How many lines in the entries below contain the string "dirt"? Reply with the number only.

**Dataset records:**
______

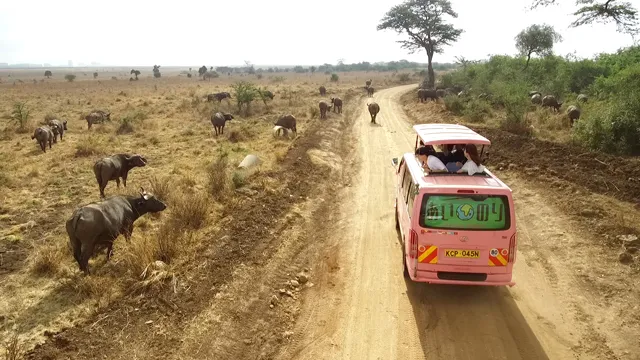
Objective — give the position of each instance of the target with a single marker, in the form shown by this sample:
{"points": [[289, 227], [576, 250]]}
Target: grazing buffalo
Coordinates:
{"points": [[323, 109], [370, 91], [374, 109], [218, 120], [218, 96], [337, 105], [268, 94], [574, 113], [288, 122], [536, 99], [99, 224], [97, 117], [424, 94], [550, 101], [58, 127], [115, 167], [43, 135]]}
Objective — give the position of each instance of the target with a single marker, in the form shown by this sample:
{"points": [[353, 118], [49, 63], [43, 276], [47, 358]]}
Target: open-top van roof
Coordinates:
{"points": [[433, 134], [447, 180]]}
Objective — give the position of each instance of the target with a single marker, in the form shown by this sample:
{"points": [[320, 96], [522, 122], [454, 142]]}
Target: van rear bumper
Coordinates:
{"points": [[454, 278]]}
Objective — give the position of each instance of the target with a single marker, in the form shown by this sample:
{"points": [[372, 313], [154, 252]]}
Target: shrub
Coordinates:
{"points": [[217, 177], [476, 110], [454, 104], [404, 77], [20, 115], [613, 126], [89, 146]]}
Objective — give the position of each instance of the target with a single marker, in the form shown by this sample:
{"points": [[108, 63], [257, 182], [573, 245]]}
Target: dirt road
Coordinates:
{"points": [[366, 309]]}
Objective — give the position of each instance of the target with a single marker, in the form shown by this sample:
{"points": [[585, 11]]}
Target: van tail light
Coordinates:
{"points": [[413, 243], [512, 248]]}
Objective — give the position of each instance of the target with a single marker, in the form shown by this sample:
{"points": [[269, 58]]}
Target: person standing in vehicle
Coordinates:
{"points": [[429, 161], [473, 164]]}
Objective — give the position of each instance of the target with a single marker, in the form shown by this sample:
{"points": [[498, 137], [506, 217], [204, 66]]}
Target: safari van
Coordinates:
{"points": [[454, 228]]}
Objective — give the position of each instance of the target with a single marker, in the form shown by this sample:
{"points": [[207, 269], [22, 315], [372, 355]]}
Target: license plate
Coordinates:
{"points": [[469, 254]]}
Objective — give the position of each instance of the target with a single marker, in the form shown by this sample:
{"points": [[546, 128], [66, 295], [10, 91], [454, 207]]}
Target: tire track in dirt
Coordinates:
{"points": [[371, 312]]}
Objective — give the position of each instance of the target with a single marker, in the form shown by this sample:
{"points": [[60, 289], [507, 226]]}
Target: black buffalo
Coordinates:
{"points": [[99, 224]]}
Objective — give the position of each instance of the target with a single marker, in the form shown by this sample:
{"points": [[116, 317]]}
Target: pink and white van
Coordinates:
{"points": [[454, 228]]}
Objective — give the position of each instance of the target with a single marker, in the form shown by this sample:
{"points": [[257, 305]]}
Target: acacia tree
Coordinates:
{"points": [[536, 39], [622, 13], [423, 21]]}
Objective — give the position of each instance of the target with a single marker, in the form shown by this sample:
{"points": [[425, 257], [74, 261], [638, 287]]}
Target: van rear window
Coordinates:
{"points": [[465, 212]]}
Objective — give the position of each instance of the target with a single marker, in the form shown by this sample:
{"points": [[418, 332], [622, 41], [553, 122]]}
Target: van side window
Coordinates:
{"points": [[405, 184], [412, 197]]}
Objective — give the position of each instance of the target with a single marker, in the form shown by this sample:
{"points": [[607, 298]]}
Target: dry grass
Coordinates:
{"points": [[13, 350], [168, 122]]}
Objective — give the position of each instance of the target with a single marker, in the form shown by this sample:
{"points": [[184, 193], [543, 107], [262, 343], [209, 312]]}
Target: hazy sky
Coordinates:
{"points": [[194, 32]]}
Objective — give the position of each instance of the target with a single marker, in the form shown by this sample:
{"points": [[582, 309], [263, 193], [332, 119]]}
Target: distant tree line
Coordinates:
{"points": [[328, 68]]}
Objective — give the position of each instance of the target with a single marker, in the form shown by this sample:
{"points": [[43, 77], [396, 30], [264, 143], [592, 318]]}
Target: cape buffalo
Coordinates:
{"points": [[58, 127], [43, 134], [323, 109], [115, 167], [99, 224], [337, 105], [218, 120], [287, 122], [374, 109]]}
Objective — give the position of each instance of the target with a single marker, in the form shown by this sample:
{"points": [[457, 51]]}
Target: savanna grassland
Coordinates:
{"points": [[222, 227]]}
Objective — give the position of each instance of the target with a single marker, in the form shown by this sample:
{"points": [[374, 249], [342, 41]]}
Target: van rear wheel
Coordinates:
{"points": [[405, 270]]}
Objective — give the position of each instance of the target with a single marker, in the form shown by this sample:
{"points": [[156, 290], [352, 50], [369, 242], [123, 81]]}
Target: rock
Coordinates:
{"points": [[303, 278], [249, 161], [625, 258], [246, 191], [274, 300]]}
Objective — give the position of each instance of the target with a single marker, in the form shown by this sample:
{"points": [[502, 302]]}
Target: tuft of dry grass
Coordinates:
{"points": [[217, 177], [13, 350], [161, 187], [89, 146], [189, 210], [46, 260]]}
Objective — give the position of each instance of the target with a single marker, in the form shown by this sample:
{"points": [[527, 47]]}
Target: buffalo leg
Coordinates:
{"points": [[87, 251]]}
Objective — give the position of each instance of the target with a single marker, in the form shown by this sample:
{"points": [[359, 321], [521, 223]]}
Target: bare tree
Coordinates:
{"points": [[423, 21], [536, 39]]}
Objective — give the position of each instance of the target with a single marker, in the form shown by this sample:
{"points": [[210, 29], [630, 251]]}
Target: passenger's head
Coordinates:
{"points": [[471, 153]]}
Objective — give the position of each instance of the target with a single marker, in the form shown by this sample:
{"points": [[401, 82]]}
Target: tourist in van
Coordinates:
{"points": [[429, 161], [455, 159], [473, 164]]}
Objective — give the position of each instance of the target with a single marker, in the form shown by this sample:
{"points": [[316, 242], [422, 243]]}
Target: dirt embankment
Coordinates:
{"points": [[237, 299]]}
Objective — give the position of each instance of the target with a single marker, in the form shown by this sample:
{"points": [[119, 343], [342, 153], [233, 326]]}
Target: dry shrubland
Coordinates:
{"points": [[168, 121]]}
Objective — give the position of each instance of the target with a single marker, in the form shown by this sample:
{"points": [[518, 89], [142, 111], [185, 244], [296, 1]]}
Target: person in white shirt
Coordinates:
{"points": [[430, 163], [473, 164]]}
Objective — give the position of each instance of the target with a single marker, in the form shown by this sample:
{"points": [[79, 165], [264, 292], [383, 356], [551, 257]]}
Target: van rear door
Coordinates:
{"points": [[469, 230]]}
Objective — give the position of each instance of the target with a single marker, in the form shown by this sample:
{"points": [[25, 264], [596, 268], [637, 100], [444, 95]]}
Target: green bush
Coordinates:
{"points": [[477, 110], [454, 104], [612, 126]]}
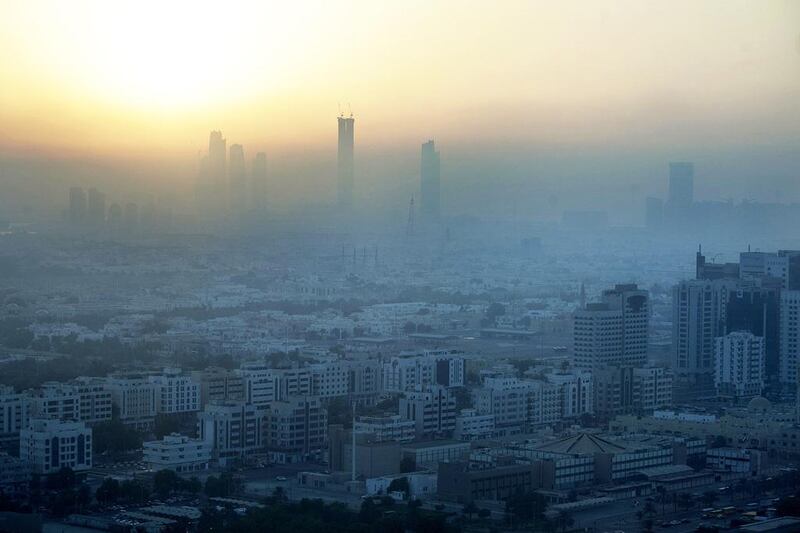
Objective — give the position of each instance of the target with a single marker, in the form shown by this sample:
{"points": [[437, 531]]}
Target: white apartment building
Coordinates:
{"points": [[176, 392], [136, 399], [14, 416], [472, 426], [699, 311], [259, 383], [433, 411], [387, 428], [411, 372], [85, 400], [219, 384], [577, 391], [179, 453], [519, 403], [345, 378], [96, 402], [50, 444], [755, 265], [655, 386], [264, 384], [330, 380], [739, 365], [232, 429]]}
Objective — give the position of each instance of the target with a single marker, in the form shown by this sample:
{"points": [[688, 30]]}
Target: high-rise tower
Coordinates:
{"points": [[681, 184], [258, 184], [238, 180], [345, 167], [614, 331], [430, 182], [217, 166]]}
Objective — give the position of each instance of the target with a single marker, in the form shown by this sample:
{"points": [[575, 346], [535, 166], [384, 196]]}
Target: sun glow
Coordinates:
{"points": [[176, 54]]}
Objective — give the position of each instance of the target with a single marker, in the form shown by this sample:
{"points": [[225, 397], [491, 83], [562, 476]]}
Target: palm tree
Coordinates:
{"points": [[565, 520], [661, 497], [685, 500]]}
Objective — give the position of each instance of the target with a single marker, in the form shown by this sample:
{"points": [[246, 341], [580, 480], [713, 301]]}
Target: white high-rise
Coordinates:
{"points": [[739, 365], [698, 316], [789, 337], [613, 331]]}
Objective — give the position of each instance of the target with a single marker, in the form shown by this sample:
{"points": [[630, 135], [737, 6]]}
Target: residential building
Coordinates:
{"points": [[136, 399], [14, 415], [50, 444], [233, 430], [433, 411], [613, 331], [179, 453], [296, 429], [739, 359], [698, 317], [387, 428], [219, 384], [473, 426]]}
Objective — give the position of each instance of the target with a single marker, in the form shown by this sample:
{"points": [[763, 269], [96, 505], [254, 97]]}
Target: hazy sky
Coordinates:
{"points": [[147, 80], [99, 75]]}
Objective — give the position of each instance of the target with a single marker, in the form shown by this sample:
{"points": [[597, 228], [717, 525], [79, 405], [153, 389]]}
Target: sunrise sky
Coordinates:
{"points": [[154, 77]]}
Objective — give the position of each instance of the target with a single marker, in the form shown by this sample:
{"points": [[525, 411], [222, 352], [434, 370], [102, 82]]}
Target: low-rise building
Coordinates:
{"points": [[430, 453], [296, 429], [50, 444], [233, 430], [736, 460], [179, 453], [463, 482], [472, 426], [15, 474], [433, 411]]}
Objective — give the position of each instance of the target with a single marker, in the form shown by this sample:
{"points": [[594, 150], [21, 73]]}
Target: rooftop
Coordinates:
{"points": [[582, 443]]}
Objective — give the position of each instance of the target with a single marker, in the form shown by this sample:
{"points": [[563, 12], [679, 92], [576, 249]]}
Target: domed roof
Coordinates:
{"points": [[759, 403]]}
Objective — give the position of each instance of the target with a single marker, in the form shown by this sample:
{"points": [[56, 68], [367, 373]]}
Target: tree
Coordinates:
{"points": [[83, 497], [709, 497], [400, 484], [134, 491], [469, 510], [369, 512], [114, 437], [526, 506], [685, 500], [108, 492], [719, 442], [564, 520], [463, 398], [64, 479], [407, 464], [165, 482]]}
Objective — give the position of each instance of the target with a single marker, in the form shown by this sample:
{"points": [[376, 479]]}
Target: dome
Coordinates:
{"points": [[759, 403]]}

______

**Output of the exercise:** 3